• WRITTEN TASK:
Copy the lines below without changing anything, starting at the line with "Target: man in light coat" and ending at the line with "column 676, row 333", both included.

Data listing:
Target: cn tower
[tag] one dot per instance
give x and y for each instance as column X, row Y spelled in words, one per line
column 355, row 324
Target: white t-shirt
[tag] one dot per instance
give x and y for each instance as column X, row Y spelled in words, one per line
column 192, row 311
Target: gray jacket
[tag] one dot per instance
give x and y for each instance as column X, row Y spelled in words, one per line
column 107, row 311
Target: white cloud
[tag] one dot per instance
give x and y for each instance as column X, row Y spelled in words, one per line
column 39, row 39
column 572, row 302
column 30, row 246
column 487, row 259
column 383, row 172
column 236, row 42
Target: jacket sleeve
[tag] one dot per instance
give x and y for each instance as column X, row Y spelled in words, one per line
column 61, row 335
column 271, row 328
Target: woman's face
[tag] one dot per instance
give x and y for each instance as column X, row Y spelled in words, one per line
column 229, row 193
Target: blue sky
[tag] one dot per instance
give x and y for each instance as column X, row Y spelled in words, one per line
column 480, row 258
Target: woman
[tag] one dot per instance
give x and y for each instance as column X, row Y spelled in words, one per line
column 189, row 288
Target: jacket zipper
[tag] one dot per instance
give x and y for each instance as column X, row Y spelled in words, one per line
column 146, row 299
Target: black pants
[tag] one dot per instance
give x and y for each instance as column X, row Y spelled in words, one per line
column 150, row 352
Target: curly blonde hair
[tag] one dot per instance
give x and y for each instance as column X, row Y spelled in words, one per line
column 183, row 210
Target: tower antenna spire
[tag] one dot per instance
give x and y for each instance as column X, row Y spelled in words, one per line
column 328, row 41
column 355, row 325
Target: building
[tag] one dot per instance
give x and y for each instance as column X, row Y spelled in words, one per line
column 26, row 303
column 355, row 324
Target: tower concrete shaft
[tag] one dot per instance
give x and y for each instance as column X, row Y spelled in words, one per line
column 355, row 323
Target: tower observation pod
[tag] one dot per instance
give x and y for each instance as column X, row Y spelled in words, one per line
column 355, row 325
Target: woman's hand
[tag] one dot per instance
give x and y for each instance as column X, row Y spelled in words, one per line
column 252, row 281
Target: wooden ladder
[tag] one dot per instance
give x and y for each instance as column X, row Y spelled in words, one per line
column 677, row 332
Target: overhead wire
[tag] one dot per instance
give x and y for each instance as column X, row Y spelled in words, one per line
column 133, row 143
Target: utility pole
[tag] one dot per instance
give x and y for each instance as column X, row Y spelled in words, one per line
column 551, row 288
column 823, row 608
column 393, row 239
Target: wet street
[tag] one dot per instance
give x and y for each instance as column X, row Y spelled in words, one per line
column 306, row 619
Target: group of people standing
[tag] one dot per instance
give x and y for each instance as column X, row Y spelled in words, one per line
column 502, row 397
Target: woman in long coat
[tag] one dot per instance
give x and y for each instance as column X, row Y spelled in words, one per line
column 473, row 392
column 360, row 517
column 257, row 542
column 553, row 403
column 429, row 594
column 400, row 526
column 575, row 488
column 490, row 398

---

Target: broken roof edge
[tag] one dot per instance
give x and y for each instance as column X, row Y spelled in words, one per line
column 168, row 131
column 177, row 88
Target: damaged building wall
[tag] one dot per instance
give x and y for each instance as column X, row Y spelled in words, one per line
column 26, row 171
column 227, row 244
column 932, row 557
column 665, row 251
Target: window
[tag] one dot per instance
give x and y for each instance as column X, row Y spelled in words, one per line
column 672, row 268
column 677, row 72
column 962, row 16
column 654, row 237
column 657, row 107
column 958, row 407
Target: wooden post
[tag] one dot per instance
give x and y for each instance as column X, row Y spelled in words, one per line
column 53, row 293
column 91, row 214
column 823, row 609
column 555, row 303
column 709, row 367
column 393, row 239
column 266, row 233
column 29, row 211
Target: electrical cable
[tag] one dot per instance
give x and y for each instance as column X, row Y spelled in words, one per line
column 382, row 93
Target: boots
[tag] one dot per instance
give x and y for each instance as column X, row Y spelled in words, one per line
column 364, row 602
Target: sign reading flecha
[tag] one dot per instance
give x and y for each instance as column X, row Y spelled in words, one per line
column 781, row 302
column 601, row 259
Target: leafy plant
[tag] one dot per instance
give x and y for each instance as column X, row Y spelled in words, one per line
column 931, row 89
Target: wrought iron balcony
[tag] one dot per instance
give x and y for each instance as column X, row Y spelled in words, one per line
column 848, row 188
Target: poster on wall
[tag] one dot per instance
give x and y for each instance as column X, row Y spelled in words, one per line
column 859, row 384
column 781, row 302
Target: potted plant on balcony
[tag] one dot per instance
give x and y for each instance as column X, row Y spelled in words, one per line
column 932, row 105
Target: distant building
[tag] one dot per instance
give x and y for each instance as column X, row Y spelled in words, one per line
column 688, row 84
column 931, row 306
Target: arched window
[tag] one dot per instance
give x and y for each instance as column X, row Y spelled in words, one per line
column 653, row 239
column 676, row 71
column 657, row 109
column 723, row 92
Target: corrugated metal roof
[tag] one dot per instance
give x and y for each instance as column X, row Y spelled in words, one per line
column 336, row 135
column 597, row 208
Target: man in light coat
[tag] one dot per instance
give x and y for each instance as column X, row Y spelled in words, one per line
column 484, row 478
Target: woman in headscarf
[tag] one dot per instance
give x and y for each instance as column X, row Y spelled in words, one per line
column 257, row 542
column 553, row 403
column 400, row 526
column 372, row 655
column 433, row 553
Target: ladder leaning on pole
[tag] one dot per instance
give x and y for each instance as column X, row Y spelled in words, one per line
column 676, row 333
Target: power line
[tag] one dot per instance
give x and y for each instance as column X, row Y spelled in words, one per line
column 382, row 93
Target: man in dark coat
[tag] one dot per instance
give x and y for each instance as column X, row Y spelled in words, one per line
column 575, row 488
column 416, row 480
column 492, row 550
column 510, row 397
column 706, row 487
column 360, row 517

* * *

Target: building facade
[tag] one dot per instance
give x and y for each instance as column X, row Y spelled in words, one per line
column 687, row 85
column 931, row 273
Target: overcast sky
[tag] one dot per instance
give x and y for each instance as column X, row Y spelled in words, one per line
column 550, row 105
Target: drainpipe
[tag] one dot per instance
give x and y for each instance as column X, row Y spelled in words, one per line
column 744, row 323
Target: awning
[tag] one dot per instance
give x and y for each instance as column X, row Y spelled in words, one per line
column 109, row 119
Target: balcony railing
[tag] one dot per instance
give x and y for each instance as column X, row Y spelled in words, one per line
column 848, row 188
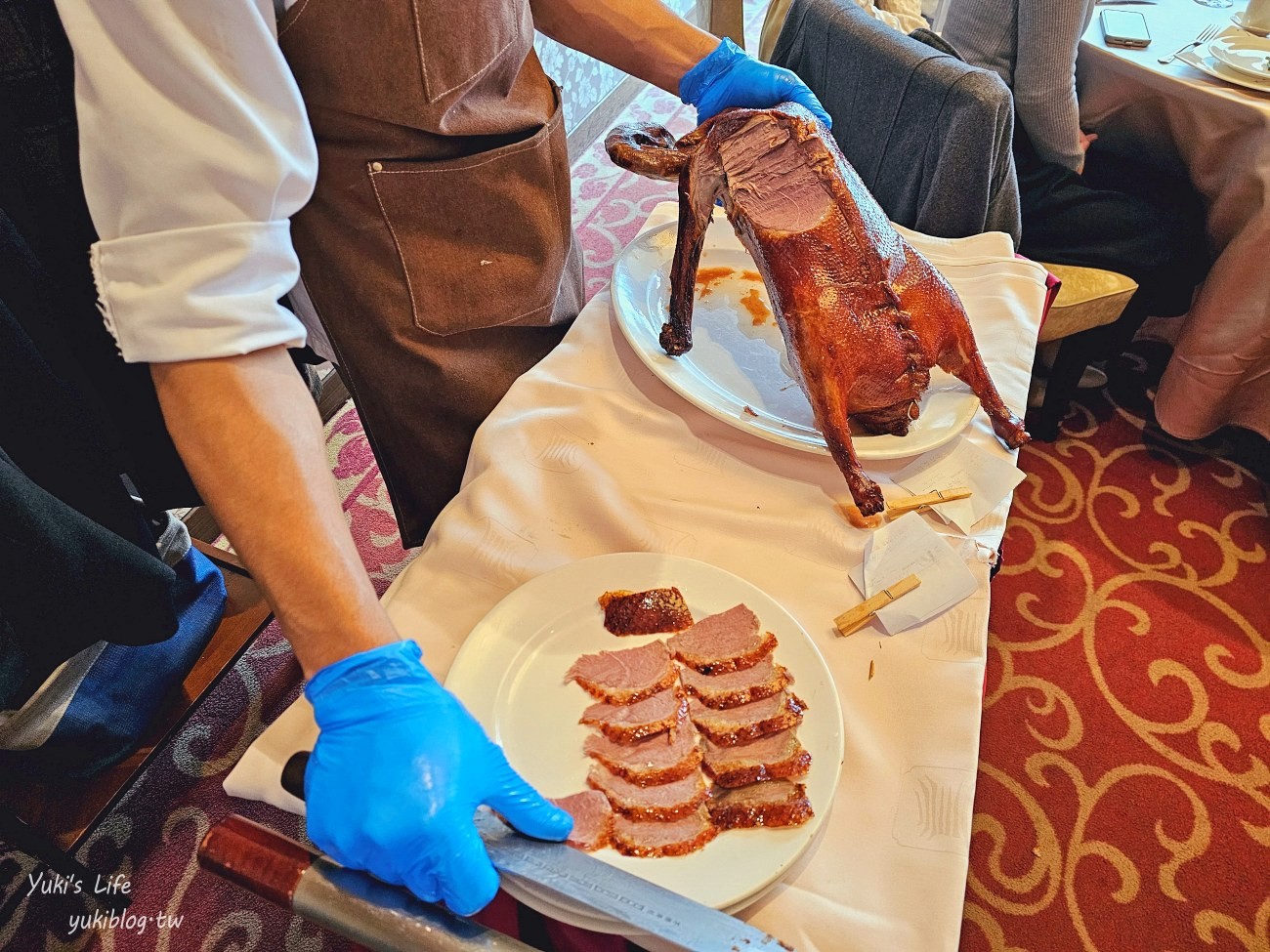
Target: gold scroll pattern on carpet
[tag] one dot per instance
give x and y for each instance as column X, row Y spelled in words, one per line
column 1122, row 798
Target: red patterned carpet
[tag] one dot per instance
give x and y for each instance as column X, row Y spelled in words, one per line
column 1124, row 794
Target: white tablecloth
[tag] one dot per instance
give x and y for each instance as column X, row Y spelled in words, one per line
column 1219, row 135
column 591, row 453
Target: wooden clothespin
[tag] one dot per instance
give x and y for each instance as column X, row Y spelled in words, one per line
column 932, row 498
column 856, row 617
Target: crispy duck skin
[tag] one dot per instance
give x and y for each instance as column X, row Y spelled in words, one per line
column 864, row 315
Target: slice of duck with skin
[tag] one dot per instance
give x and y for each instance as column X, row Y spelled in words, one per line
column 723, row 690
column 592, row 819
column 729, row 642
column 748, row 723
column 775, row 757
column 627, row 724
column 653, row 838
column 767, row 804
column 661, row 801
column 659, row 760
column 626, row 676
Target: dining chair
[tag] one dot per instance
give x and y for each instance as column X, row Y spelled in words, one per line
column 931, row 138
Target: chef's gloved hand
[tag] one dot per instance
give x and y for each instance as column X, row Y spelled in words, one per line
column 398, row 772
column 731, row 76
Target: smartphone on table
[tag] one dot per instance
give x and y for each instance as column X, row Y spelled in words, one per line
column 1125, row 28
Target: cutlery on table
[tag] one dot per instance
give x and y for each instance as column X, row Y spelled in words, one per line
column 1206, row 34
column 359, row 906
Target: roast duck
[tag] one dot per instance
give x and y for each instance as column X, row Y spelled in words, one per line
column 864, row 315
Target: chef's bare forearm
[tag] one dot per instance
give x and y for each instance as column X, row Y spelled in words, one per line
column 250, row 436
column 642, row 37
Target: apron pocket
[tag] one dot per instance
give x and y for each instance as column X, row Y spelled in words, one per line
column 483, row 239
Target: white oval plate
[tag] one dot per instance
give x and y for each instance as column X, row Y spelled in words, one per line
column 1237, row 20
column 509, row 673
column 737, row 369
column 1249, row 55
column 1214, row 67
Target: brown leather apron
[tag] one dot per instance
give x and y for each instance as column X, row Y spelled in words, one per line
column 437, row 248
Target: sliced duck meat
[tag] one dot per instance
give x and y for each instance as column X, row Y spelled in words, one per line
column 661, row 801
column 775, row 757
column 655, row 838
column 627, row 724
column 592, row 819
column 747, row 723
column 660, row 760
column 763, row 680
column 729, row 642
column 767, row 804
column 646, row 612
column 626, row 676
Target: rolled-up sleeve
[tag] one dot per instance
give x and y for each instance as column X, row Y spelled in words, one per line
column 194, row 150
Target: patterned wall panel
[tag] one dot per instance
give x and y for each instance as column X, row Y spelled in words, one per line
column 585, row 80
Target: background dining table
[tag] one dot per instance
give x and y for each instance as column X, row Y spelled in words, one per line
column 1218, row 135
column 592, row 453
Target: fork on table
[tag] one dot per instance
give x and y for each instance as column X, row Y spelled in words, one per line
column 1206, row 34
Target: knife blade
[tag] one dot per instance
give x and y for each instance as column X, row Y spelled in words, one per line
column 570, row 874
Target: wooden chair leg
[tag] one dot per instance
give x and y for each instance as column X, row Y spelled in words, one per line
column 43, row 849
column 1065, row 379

• WRITTEN RESPONSE:
Target: man in light coat
[tag] one dot per instance
give x and y for each instance as column X, row Y spelled in words, one per line
column 484, row 478
Target: woman in headscarf
[tag] one dot per instance
give x and y for each instance as column X, row Y spelled in words, one per line
column 257, row 542
column 553, row 403
column 400, row 526
column 372, row 655
column 433, row 553
Target: ladder leaning on pole
[tag] one dot per instance
give x and y for each instance as column X, row Y spelled in words, one per line
column 676, row 333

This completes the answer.